§ ACTION ITEM
Continue the text below about the 1974 study of a hazardous waste disposal site in central Oklahoma, starting after its last sentence.

§ TEXT BLOCK
___

Department of Botany and Microbiology,
Environmental Sciences, University of Oklahoma, Norman, Oklahoma
A hazardous waste disposal site located in central Oklahoma was studied during summer, 1974. The waste materials delivered to this site included oil-based products, organic solvents, ink, paint, and miscellaneous acids, bases, and salts. Selected chemical and biological parameters of the site were measured to provide a basis for evaluating this particular disposal operation and to provide recommendations for developing, managing, and regulating future sites.
The need for proper disposal of toxic chemical and biological materials that pose real or potential danger to the environment has been recognized only recently. Governmental agencies are currently evaluating existing laws and recommending additional statutes to regulate the management of such waste materials (1, 2, 3).
Extensive efforts in technology and management have provided various proposals for economical methods of waste disposal (4, 5). The assessment of human health problems related to hazardous waste disposal (6) has received less attention.
Basic information regarding the environmental impact of existing hazardous waste disposal sites is important if proper consideration is to be given to establishing future legal guidelines in this area.

___

§ MATERIAL SHOWN

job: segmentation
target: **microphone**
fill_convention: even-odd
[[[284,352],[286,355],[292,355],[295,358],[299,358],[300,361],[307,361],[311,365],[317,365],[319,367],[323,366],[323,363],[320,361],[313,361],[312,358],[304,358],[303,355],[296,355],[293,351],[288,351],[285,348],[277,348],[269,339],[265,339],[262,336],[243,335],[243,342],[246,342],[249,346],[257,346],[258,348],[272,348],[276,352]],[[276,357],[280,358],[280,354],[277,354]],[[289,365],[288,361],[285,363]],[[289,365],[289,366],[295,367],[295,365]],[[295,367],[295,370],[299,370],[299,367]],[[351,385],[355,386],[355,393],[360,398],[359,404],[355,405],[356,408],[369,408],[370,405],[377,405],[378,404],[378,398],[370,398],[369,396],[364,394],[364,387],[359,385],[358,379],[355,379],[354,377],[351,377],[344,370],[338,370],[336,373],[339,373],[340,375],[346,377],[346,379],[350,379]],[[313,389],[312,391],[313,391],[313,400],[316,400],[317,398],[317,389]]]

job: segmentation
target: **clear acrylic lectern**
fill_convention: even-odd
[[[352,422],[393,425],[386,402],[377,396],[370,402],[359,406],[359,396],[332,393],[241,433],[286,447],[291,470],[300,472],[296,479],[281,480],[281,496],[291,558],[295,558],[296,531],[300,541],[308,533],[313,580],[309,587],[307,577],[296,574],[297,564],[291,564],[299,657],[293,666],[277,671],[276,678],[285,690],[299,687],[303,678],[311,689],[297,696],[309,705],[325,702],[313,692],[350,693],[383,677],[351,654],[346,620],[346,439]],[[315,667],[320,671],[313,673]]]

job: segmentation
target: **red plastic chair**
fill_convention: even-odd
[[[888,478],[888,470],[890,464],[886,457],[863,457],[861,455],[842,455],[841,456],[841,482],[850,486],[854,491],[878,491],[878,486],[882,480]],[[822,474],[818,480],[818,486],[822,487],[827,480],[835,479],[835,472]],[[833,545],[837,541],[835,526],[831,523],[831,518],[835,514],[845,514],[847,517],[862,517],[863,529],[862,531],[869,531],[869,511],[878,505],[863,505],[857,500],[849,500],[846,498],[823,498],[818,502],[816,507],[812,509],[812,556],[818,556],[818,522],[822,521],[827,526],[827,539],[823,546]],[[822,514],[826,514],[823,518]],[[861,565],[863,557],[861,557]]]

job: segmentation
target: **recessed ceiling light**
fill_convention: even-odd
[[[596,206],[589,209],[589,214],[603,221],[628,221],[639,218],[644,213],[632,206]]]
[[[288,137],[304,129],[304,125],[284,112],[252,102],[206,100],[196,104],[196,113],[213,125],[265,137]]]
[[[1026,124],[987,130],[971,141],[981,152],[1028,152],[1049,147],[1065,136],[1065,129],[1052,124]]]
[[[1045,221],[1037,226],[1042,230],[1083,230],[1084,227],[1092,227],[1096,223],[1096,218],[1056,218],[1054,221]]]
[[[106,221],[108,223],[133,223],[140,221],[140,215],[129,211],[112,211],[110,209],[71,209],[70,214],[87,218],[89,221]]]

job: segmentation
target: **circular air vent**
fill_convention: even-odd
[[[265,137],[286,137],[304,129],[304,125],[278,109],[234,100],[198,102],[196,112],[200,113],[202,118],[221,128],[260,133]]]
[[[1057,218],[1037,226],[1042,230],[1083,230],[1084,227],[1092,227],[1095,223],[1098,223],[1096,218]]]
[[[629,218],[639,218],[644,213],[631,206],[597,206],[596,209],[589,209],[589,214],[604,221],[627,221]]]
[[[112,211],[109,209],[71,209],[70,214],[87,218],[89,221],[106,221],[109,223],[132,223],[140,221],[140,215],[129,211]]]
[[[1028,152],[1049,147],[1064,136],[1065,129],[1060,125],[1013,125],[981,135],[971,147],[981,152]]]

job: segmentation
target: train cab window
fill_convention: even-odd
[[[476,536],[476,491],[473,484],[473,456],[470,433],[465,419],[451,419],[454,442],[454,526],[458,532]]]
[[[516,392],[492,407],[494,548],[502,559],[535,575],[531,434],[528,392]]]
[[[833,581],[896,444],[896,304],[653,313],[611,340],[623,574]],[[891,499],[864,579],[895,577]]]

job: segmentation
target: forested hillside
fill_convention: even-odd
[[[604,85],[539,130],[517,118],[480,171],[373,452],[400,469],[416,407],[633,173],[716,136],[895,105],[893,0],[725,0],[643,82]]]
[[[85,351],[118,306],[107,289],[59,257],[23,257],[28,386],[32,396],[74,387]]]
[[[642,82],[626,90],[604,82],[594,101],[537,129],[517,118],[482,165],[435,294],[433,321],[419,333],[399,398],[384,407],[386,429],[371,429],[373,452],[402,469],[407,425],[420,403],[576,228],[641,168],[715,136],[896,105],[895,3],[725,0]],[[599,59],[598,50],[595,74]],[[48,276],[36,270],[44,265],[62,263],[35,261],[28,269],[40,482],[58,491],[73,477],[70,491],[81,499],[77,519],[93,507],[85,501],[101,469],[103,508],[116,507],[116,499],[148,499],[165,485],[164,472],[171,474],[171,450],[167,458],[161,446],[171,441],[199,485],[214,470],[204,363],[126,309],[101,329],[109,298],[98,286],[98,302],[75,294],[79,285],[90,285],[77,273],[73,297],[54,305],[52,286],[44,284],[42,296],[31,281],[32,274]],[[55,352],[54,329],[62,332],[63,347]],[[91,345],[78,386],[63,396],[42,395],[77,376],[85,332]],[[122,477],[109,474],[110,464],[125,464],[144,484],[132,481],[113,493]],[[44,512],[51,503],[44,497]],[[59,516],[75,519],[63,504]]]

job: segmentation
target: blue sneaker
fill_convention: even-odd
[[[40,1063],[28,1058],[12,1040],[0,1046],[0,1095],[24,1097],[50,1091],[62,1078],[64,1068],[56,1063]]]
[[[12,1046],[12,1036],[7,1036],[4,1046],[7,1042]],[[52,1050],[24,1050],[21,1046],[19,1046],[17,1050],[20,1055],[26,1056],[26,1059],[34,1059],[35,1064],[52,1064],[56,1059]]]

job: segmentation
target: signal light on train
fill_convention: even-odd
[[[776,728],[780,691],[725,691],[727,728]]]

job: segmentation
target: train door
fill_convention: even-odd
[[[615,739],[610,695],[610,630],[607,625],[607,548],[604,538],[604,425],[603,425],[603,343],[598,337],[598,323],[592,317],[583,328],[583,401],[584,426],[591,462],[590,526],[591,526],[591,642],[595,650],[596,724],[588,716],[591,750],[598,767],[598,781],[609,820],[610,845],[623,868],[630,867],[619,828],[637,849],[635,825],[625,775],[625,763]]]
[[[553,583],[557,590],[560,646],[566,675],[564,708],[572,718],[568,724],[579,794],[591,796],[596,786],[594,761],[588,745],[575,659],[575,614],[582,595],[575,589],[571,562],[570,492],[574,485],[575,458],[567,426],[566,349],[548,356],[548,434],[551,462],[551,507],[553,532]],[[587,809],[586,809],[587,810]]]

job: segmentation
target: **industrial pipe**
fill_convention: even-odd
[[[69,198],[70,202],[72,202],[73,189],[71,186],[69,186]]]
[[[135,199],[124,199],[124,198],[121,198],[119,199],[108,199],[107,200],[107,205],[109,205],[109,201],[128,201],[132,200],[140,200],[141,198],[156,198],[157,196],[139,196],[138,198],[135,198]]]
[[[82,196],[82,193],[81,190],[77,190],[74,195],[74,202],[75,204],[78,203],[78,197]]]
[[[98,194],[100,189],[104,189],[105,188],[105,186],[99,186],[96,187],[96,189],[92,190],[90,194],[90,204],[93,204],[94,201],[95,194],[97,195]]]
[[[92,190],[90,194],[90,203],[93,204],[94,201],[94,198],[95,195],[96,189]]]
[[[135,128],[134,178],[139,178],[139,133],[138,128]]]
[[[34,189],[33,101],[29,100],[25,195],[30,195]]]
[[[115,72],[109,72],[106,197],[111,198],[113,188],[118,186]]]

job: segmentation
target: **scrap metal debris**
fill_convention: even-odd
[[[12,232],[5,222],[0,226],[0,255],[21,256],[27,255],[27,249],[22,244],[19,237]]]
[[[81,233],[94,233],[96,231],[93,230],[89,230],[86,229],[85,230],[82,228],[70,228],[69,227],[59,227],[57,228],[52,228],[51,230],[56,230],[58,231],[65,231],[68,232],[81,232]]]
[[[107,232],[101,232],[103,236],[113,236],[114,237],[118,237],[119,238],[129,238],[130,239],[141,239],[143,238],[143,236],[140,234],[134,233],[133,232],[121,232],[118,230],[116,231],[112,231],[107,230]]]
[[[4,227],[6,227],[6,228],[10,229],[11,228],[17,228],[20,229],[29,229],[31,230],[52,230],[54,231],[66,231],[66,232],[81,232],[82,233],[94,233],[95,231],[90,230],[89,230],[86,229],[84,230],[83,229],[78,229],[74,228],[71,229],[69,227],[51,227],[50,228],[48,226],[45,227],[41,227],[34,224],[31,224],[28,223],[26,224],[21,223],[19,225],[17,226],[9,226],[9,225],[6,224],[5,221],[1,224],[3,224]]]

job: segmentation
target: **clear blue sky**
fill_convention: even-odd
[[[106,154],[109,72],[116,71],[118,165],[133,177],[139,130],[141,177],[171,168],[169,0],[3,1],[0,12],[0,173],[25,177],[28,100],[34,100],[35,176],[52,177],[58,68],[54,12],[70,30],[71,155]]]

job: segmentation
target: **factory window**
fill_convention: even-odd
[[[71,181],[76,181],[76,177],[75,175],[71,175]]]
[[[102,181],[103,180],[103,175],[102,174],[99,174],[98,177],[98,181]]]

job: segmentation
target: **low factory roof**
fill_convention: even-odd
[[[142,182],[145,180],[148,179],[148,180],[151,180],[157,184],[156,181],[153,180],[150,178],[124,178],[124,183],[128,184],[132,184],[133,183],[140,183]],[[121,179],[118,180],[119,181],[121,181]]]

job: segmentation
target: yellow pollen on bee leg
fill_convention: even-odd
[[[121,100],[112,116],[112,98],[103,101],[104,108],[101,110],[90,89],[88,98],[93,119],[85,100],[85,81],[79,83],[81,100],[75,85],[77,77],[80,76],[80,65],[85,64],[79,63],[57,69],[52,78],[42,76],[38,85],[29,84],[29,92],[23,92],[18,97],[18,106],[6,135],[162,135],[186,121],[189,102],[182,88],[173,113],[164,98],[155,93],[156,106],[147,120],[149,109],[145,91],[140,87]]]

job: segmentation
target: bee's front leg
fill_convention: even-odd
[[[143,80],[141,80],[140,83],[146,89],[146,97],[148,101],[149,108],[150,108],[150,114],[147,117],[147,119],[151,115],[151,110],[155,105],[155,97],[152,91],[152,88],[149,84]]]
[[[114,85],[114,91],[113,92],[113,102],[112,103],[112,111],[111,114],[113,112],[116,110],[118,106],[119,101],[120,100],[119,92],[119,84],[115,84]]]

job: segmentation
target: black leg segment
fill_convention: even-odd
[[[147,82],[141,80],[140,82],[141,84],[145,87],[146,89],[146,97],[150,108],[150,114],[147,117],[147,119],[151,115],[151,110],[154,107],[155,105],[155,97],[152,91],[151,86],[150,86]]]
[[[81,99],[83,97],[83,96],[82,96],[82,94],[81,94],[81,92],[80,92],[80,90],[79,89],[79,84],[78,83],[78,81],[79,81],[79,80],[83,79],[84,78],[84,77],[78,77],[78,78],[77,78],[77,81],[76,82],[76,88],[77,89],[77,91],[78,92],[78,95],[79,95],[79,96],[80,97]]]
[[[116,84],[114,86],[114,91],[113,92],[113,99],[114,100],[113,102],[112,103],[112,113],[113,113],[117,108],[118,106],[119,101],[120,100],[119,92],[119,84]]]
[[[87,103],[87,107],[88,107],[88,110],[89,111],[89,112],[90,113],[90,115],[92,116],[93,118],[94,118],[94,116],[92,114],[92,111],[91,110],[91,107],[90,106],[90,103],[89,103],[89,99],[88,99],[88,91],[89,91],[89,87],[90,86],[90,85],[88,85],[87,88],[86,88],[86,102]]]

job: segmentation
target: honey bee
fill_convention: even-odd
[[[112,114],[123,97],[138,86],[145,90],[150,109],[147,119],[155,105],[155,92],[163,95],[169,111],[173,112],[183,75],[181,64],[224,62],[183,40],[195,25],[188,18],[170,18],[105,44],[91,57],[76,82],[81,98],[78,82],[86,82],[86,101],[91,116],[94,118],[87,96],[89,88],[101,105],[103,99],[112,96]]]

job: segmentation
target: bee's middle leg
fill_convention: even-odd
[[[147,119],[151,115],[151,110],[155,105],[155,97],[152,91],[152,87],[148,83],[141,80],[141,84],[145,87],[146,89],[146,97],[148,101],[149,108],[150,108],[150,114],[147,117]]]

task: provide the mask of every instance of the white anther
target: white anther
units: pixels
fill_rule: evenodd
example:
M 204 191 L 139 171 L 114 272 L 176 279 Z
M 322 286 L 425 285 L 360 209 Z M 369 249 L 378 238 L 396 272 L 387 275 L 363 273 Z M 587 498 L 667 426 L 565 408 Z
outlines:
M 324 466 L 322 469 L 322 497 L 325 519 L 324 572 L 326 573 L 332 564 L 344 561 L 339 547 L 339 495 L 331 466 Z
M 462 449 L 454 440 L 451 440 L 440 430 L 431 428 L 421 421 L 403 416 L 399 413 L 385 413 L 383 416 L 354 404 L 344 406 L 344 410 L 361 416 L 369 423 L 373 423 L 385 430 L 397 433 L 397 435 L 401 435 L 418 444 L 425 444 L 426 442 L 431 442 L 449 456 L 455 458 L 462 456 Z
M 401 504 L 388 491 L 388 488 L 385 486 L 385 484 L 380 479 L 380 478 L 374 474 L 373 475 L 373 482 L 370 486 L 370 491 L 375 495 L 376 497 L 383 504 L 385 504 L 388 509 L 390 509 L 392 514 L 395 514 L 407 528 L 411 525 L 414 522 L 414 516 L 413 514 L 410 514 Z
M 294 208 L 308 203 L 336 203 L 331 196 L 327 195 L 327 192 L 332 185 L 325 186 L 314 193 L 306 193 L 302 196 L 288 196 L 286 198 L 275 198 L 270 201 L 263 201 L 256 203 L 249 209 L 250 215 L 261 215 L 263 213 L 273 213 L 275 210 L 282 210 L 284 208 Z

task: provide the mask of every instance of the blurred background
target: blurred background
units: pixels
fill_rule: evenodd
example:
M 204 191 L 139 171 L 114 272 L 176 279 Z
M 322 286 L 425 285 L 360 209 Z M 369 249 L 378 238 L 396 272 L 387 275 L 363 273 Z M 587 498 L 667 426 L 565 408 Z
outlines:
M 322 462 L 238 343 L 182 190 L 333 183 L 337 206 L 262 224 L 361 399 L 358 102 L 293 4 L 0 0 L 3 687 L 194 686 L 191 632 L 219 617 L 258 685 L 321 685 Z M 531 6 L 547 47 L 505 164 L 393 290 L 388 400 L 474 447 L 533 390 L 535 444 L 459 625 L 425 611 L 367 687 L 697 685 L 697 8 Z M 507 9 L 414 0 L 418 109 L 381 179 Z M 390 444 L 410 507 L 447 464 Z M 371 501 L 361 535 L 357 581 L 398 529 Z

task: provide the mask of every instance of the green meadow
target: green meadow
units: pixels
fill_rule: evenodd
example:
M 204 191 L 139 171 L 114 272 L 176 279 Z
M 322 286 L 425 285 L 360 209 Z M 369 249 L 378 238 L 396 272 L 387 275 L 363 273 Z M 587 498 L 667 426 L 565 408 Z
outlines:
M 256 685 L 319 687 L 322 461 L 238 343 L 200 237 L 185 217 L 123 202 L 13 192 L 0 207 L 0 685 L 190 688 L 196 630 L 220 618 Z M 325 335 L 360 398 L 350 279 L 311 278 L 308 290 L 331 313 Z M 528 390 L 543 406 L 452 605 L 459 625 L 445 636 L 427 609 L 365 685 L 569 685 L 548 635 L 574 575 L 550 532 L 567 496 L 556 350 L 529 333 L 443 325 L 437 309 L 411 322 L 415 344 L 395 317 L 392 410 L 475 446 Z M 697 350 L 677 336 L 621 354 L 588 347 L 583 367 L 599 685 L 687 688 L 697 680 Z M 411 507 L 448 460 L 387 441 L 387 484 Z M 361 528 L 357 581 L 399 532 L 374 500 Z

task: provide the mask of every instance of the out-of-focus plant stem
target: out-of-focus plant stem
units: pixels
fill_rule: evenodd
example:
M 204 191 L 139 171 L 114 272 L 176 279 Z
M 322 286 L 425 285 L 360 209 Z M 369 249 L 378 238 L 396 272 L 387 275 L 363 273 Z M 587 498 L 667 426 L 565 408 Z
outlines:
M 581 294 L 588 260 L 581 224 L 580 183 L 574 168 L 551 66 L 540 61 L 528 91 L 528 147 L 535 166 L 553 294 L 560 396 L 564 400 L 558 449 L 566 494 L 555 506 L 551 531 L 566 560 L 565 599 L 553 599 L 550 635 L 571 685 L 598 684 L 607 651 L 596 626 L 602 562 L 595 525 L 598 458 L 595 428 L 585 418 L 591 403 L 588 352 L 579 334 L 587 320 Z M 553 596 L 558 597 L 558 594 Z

___

§ RESULT OF THE TASK
This study was initiated in late 1973 to determine certain chemical properties of the waste materials as they occur in the disposal lagoons of a hazardous waste disposal site in central Oklahoma. The surrounding vegetation and soils were examined to provide an assessment of the impact of the hazardous wastes on the immediate environment.
Site Location and Operation
In fall, 1972 a privately owned and operated hazardous waste disposal site was established in central Oklahoma. The site, in McClain County, Oklahoma, approximately 1.2 km west of Criner, is located on a gently sloping hilltop that lies on the boundary of two geologic units, the El Reno Unit and the underlying Hennessey Unit (7). The soils range from dark brown clayey fine sand and silt to reddish brown silty clay with permeability properties from 1.906 × 10-8 to 5.793 × 10-8 cm sec-1. The underlying materials are unconsolidated clays, clayey sand and clayey silts to a depth of 3-4 in with consolidated clayey shale below (Hardege, personal communication).*
The vegetation of the disposal site is dominated by Aristida oligantha Michx. and Cynodon dactylon (L.) Pers. Most of the species encountered are indicative of disturbance areas in central Oklahoma (8).
The natural surface drainage system begins 50-100 m west of the hilltop area and is interrupted by two small farm ponds before joining the north fork of Criner Creek. This ultimately enters the Washita River some 20 km downstream.
The 2-ha disposal site consists of several discrete lagoons (Figure 1). The primary lagoon (I) received raw wastes including grease emulsions, oil refinery wastes, rubber products, silicone sludge, and miscellaneous acids, bases, and salts. The aqueous fraction of the primary lagoon was drained into the secondary lagoons (II & III).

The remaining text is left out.